WHAT THIS TASK INVOLVES:
Reproduce all the lines below exactly and omit the images.

WORKING DATA:
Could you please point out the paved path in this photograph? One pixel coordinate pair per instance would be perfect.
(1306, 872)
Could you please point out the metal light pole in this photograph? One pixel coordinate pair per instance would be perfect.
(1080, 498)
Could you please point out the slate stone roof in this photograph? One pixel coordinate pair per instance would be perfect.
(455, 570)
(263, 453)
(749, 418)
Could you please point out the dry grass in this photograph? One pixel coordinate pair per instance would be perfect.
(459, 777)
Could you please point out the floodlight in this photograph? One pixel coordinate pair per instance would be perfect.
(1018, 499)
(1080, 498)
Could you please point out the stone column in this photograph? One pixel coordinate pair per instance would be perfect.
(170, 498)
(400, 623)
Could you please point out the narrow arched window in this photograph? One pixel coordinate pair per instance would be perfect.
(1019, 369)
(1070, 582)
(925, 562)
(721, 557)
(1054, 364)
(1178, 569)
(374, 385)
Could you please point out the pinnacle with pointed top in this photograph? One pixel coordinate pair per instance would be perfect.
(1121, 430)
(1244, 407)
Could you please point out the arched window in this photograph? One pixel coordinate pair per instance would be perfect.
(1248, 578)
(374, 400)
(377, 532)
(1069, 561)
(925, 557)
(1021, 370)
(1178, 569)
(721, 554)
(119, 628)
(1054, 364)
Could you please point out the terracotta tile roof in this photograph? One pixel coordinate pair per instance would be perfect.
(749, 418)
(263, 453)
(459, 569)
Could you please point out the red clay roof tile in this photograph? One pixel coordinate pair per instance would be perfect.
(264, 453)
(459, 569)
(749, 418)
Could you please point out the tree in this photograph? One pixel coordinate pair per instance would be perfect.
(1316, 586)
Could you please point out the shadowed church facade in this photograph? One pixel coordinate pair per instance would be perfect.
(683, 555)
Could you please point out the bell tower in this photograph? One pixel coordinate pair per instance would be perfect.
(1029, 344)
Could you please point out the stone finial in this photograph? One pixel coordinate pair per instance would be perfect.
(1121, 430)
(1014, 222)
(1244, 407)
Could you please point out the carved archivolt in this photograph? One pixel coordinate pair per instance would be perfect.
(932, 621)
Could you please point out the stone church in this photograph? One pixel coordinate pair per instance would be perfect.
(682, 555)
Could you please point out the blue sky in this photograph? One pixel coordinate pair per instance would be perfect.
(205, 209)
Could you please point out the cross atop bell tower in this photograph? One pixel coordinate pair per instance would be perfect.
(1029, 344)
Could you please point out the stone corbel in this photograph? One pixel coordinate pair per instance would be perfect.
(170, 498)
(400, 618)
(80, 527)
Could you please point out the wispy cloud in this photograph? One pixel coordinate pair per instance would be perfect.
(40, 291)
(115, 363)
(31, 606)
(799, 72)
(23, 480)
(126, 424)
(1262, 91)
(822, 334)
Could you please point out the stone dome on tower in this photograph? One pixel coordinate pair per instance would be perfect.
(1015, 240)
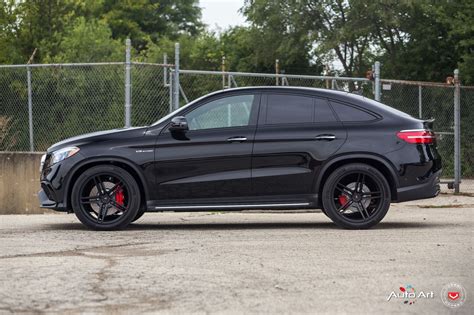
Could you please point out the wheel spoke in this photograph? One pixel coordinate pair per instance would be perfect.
(113, 190)
(89, 199)
(372, 195)
(345, 206)
(102, 213)
(100, 185)
(118, 206)
(344, 189)
(360, 182)
(363, 210)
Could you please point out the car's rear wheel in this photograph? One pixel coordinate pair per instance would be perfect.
(356, 196)
(106, 197)
(140, 214)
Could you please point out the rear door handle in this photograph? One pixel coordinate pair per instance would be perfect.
(325, 137)
(236, 139)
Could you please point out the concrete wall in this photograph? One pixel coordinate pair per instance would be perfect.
(19, 183)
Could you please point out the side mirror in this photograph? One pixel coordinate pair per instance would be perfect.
(179, 123)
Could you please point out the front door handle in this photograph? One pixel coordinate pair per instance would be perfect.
(325, 137)
(236, 139)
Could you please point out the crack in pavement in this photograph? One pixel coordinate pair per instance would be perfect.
(72, 252)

TASK RESULT:
Could you please point out the paved path in this photograph? One pixel coordinate pair per instance would be perfect.
(1306, 872)
Could you please point out the metal light pole in this photograph? One pixel coordinate pair per instance would be perfect.
(1080, 498)
Could you please point out the slate stone roof in this photograph? One pixel coordinate pair per instance would be perfect.
(455, 570)
(263, 453)
(749, 418)
Could you please point out the dry grass in this photograph? One pixel coordinate pair per instance would be perfect.
(459, 777)
Could you please point out the floodlight in this photograph? One pixel coordinate pair per instance would be perfect.
(1018, 499)
(1080, 498)
Could you please point out the stone column in this photograph? One pixel coordinate pair per instance would be perfect.
(170, 498)
(400, 623)
Could you please point out the narrow arched window in this photograph? One pixel coordinate pair per instance would be perfect.
(1019, 369)
(1070, 582)
(925, 562)
(721, 557)
(1054, 364)
(1178, 569)
(374, 385)
Could you please point out the pinnacle with pointed top in this photograph? One pixel coordinate pair per instance would be perfect.
(1121, 430)
(1244, 407)
Could you please point out the arched window in this photograph? One pixel coordinate pair per instance would be perfect.
(1248, 578)
(374, 400)
(377, 532)
(1069, 561)
(925, 557)
(1021, 370)
(1178, 569)
(721, 554)
(119, 628)
(1054, 364)
Could you please point out the terracotta tile roof in this photograph? One pixel coordinate pair per instance would be perfect.
(749, 418)
(263, 453)
(459, 569)
Could you please point out the red clay roof tile in this photograph? One pixel coordinate pair per instance would be perfect.
(264, 453)
(459, 569)
(749, 418)
Could you please point out the tree in this photograph? One pixel coordinate pair per instance would be perfect.
(1316, 586)
Could you please point out the shadowed church facade in this photograph? One pixel coordinate pair per instance would be perfect.
(683, 555)
Could you please point out the bell tower in this photograph? One pixel coordinate pair per instance would be perfect.
(1029, 344)
Could you please point out the stone finial in this photograph? One pixel coordinate pair per instance would be perfect.
(1121, 430)
(1014, 222)
(1244, 407)
Could you please point out the carved archivolt in this photograph? One pixel coordinate pair per instance would be perfect.
(932, 621)
Could you please point out the stone church in this photograph? One pixel coordinate pair per instance would be perfect.
(682, 555)
Could you please point out the blue sky in this photograph? One pixel coordinate pair per instance would be perfect.
(205, 209)
Could you please point out the cross atop bell tower in this photograph? One pixel coordinate pair per instance would be perfect.
(1029, 344)
Could you please point out the stone corbel in this photograph? One pixel coordinate pair per instance would be perfect.
(170, 498)
(400, 618)
(80, 527)
Could you please point out the wispy cloud in this photograph? One pixel coordinate pair per instance would be perfect.
(40, 291)
(115, 363)
(31, 606)
(799, 72)
(23, 480)
(126, 424)
(1262, 91)
(822, 334)
Could you please point out the stone dome on tower in this photograph? One pixel coordinate pair per instance would be perfect.
(1015, 240)
Could you please point out the wheel spoke in this photograph? One pixel coordinate pair per instance would be perfect.
(113, 190)
(89, 199)
(372, 195)
(345, 206)
(102, 213)
(100, 185)
(118, 206)
(344, 189)
(360, 182)
(363, 210)
Could you please point out the car's rear wheel in this photograph? One pixel coordinate pair per instance would be perfect.
(356, 196)
(106, 197)
(140, 214)
Could you please point out the rear door handle in this photograph? One pixel coordinate pair per instance would be perfect.
(325, 137)
(236, 139)
Could you please point out the concrete wall in this photograph? One pixel coordinate pair per instance would be perfect.
(19, 183)
Could you please point out the side mirror in this photograph? One pixel coordinate pair per instance would be perfect.
(179, 123)
Could you please point out the front door handle in this photograph? One pixel coordinate pair per instance would be perfect.
(325, 137)
(236, 139)
Could you please point out the crack in pavement in this photograph? One pixel coordinate pair per instance would be perfect.
(72, 252)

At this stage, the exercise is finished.